What the task asks: Among the records below, which lines contain the string "tropical"? Report them.

☆ ☆ ☆

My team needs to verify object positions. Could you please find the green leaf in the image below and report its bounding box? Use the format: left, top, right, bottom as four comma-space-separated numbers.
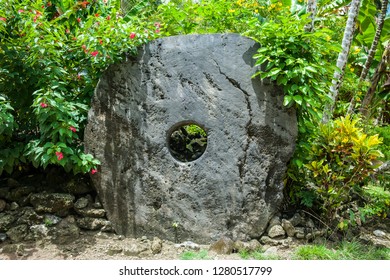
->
293, 95, 303, 105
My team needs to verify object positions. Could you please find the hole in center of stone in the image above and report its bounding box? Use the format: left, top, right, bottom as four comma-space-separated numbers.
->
168, 123, 207, 162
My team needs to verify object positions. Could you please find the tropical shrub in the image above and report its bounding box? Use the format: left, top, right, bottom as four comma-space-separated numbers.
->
294, 115, 384, 226
0, 0, 160, 175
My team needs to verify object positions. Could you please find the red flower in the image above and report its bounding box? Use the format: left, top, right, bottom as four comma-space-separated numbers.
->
130, 32, 136, 39
80, 1, 90, 9
55, 152, 64, 161
106, 15, 111, 20
99, 39, 103, 45
0, 17, 6, 21
95, 13, 99, 17
77, 18, 81, 23
40, 102, 48, 108
91, 169, 98, 175
65, 29, 70, 34
82, 44, 87, 50
18, 9, 24, 13
69, 126, 77, 133
90, 50, 98, 57
154, 22, 160, 28
155, 29, 160, 33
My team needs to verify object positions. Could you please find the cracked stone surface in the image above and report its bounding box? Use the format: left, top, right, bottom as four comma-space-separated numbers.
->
85, 34, 297, 243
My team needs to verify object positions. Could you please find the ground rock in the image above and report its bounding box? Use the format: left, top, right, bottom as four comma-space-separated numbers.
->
373, 230, 387, 238
74, 197, 90, 209
268, 225, 286, 238
289, 212, 304, 227
263, 246, 279, 257
151, 237, 163, 254
76, 217, 111, 231
30, 224, 49, 239
30, 193, 75, 216
85, 34, 297, 243
6, 186, 34, 206
75, 208, 106, 218
6, 224, 28, 242
282, 219, 295, 237
50, 216, 80, 245
210, 236, 235, 255
16, 207, 43, 225
175, 241, 200, 251
0, 213, 16, 232
0, 199, 7, 212
123, 241, 150, 257
61, 177, 93, 195
234, 239, 262, 252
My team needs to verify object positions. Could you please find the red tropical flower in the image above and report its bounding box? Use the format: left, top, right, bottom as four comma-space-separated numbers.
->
80, 1, 90, 9
0, 17, 6, 21
55, 152, 64, 161
18, 9, 24, 13
155, 29, 160, 33
130, 32, 136, 39
90, 50, 98, 57
154, 22, 161, 28
40, 102, 48, 108
106, 15, 111, 20
77, 18, 81, 23
69, 126, 77, 133
91, 169, 98, 175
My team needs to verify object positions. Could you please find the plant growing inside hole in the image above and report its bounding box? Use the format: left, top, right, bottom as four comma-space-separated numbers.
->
169, 124, 207, 162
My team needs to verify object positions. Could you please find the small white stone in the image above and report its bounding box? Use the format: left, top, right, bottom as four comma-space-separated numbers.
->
373, 230, 387, 238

☆ ☆ ☆

Finished exercise:
My team needs to verify object positions. Could you please find the tropical shrub in the image above and report its bounding box? Use the format: left, top, right, bottom as four comma-space-separated numbers.
My team needs to verify object positions. Could you please find the red tropical flower in the image above and report its bounding box? Use the format: left, top, right, bottom as four comma-space-separated numbers.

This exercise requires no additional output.